▶ Problem
Render everything from the start of the records through the line containing "[(1073, 421)]" as a numbered list, leaving out any blank lines.

....

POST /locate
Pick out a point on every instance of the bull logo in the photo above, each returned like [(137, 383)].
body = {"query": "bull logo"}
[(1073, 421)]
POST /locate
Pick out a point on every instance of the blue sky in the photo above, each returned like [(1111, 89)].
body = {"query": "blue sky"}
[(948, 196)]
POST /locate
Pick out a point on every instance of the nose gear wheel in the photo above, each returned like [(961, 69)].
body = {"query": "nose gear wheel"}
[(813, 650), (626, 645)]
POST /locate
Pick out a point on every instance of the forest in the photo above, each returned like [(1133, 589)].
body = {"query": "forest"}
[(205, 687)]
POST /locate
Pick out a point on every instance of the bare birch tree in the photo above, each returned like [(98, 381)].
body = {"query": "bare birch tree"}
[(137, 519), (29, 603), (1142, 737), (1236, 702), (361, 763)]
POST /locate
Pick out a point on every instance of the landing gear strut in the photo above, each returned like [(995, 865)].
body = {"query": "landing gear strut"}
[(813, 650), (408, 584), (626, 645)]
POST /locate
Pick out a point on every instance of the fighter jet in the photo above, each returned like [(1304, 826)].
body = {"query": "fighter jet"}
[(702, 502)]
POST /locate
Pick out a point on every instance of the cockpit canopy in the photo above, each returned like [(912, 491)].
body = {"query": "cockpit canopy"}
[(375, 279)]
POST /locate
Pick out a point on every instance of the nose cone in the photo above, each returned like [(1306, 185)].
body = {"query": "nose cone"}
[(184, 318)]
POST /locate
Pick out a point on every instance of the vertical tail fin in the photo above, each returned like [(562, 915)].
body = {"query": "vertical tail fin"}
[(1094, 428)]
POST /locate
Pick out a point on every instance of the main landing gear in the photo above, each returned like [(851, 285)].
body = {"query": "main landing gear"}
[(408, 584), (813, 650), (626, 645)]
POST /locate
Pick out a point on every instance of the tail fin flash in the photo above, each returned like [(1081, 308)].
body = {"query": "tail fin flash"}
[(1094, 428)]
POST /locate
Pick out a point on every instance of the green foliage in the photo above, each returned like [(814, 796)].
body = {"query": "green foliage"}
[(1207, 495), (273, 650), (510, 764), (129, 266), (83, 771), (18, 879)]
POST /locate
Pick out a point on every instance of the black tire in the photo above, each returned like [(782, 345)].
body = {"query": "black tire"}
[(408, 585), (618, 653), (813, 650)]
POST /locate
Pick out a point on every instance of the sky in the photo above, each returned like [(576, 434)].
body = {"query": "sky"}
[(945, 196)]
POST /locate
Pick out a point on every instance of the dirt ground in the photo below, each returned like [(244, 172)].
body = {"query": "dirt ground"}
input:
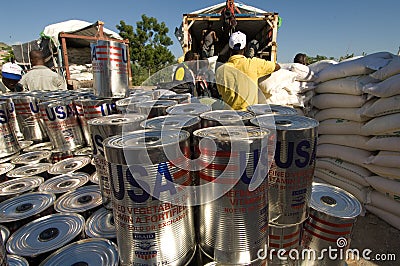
[(372, 233)]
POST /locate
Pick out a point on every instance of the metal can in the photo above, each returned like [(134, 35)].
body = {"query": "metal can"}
[(225, 118), (188, 109), (62, 124), (84, 200), (43, 146), (333, 213), (155, 108), (291, 173), (32, 157), (271, 109), (94, 251), (110, 69), (18, 186), (102, 128), (101, 224), (14, 260), (64, 183), (144, 236), (69, 165), (28, 116), (129, 105), (233, 210), (39, 169), (37, 239), (8, 140), (22, 209)]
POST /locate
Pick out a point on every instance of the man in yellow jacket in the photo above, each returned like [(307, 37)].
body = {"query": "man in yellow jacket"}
[(237, 80)]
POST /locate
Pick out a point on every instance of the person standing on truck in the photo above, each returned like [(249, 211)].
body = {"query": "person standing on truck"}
[(237, 80), (40, 77), (208, 38)]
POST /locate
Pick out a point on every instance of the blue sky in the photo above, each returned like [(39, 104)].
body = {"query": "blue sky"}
[(329, 28)]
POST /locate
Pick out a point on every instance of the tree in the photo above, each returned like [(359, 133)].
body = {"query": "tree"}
[(148, 47)]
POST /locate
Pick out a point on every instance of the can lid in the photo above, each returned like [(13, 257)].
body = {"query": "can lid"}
[(6, 167), (14, 260), (25, 205), (334, 201), (29, 170), (69, 165), (64, 183), (5, 233), (227, 116), (79, 200), (284, 122), (25, 143), (271, 109), (101, 224), (32, 157), (48, 146), (94, 251), (45, 234), (20, 185), (188, 109), (171, 122)]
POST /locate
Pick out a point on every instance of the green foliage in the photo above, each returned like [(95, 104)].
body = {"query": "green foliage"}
[(148, 47)]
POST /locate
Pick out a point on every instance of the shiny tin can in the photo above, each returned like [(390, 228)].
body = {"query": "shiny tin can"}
[(62, 124), (101, 224), (291, 173), (225, 118), (83, 200), (64, 183), (188, 109), (233, 209), (102, 128), (157, 223), (94, 251), (37, 239)]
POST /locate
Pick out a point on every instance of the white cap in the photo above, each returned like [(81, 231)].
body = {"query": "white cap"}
[(236, 39)]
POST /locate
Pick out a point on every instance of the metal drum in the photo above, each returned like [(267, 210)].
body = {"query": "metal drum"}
[(271, 109), (225, 118), (62, 124), (95, 251), (333, 213), (39, 169), (43, 146), (102, 128), (129, 105), (231, 210), (91, 108), (291, 174), (18, 186), (188, 109), (69, 165), (155, 108), (180, 98), (22, 209), (8, 140), (14, 260), (101, 224), (28, 116), (147, 220), (110, 69), (37, 239), (84, 200), (32, 157), (64, 183)]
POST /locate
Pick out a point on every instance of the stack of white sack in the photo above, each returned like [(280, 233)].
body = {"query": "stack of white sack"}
[(292, 86), (342, 144), (383, 110)]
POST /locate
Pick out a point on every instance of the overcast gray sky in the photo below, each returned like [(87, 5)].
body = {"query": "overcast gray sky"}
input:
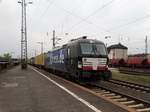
[(127, 21)]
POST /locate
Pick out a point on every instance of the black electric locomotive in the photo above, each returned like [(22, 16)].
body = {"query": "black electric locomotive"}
[(81, 58)]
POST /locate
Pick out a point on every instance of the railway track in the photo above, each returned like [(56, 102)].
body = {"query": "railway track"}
[(137, 87), (139, 105)]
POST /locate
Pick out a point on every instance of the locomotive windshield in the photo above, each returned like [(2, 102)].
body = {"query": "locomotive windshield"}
[(93, 49)]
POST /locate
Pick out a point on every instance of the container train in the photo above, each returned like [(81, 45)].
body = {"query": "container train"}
[(80, 58)]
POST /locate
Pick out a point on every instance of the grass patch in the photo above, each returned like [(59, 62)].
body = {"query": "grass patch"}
[(138, 79)]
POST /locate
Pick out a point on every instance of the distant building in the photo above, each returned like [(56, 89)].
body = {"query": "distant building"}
[(117, 52)]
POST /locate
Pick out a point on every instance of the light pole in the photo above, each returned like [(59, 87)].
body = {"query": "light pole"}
[(23, 34), (106, 37), (41, 43)]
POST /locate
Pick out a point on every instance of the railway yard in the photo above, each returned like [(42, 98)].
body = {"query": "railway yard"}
[(75, 56), (36, 90)]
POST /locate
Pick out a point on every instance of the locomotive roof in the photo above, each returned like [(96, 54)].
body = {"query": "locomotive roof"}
[(85, 40), (78, 40), (116, 46)]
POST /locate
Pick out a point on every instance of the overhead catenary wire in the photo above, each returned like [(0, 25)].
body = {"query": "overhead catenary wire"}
[(50, 3)]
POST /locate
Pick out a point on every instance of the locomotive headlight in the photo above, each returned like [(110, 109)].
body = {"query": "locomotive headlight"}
[(79, 64)]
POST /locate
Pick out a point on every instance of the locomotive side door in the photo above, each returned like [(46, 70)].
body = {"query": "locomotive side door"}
[(68, 59)]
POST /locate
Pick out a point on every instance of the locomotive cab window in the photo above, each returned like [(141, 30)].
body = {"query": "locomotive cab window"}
[(92, 49)]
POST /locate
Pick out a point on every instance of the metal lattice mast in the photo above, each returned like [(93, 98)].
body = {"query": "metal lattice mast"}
[(24, 35)]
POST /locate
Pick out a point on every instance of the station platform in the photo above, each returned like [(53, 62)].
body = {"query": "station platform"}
[(29, 91)]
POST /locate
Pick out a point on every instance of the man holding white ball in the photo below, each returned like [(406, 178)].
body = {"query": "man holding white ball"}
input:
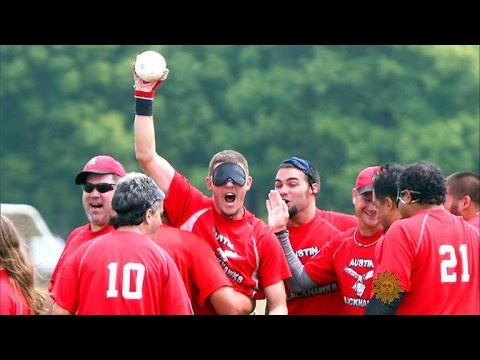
[(247, 249)]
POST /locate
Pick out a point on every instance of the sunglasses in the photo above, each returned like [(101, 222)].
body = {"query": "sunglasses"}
[(101, 187), (401, 194), (228, 172), (300, 164)]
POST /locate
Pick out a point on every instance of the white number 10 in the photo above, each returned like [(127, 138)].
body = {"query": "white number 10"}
[(451, 262), (127, 269)]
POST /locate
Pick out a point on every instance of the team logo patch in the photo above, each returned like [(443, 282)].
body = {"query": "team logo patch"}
[(386, 287)]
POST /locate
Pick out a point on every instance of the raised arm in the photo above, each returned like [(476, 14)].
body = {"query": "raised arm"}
[(145, 148), (277, 220)]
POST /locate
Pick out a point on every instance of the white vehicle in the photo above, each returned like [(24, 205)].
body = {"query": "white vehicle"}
[(44, 248)]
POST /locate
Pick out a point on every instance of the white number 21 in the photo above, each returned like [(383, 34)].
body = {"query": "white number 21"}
[(451, 263), (127, 269)]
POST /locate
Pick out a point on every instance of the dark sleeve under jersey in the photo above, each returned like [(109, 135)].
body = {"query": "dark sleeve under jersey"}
[(378, 307)]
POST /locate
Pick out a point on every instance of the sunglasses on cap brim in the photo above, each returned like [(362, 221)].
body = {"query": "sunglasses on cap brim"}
[(228, 172)]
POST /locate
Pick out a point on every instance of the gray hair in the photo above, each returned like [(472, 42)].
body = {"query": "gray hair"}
[(134, 195)]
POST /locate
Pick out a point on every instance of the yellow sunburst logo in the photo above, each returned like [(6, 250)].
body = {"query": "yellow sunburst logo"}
[(386, 287)]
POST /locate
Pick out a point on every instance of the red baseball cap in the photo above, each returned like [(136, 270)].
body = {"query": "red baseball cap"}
[(366, 179), (100, 164)]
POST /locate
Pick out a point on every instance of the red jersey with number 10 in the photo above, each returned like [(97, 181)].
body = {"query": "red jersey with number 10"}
[(121, 273)]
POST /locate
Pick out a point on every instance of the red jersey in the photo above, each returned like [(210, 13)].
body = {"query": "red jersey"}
[(12, 300), (247, 249), (197, 263), (341, 221), (434, 257), (349, 260), (475, 220), (306, 241), (121, 273), (76, 238)]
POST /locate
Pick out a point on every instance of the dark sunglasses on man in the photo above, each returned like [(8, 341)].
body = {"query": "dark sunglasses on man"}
[(228, 172)]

....

▶ Task output
1. POST /locate
2. Pick out a point on every instance of the bull logo in the photo above, each returned like [(137, 383)].
3. body = {"query": "bull logo"}
4. [(1073, 421)]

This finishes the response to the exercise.